- _ACTION ITEM_: Scan the entries below for the word "cart" and copy every line where it turns up.

- _PROVIDED DATA_:
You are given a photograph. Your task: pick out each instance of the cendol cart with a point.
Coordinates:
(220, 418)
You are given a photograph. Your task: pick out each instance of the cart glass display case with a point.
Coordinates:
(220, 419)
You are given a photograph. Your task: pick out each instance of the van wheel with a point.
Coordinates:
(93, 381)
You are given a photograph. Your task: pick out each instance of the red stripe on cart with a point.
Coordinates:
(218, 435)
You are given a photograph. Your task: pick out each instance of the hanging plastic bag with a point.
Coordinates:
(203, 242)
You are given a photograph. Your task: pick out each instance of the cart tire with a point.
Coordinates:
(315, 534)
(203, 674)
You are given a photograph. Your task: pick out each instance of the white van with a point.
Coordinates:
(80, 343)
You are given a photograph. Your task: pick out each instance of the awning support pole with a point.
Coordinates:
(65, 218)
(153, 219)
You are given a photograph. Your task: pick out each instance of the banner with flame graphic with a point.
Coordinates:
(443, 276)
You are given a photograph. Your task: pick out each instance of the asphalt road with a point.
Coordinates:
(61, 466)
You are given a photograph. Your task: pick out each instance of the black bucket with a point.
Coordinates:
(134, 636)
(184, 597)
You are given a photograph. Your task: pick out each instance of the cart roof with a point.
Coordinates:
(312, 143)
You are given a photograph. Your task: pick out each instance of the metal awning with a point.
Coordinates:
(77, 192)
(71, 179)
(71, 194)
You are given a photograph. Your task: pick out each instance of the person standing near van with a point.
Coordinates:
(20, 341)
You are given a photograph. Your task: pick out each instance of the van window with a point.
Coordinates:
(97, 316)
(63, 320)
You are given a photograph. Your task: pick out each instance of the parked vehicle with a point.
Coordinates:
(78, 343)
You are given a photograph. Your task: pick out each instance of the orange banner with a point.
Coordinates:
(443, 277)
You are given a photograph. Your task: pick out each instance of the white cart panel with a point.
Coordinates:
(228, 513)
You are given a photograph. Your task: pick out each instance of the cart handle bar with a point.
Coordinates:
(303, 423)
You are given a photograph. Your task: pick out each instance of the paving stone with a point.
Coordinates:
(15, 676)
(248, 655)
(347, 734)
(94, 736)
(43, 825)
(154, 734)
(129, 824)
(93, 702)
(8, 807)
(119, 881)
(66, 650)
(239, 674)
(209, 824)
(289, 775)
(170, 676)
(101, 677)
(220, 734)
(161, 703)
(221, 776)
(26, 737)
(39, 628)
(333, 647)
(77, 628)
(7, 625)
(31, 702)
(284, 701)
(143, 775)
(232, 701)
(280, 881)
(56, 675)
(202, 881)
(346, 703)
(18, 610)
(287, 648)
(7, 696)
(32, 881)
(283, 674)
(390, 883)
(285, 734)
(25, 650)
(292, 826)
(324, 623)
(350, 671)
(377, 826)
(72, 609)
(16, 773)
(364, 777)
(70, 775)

- _OUTPUT FOR THIS EXERCISE_:
You are given a photograph. Your task: pick out each instance of the cendol cart with a point.
You are given a photograph. Your task: pick out each instance of the cart glass display case with a point.
You are given a photograph. Your task: pick out each instance of the red stripe on cart with a point.
You are given a photograph. Your task: pick out each instance of the cart tire with a point.
You are given a photograph. Your task: pick out each instance of the cart roof with a point.
You are given a photograph. Your task: pick out each instance of the white cart panel with a point.
You are given a photograph. Your task: pick out each instance of the cart handle bar with a point.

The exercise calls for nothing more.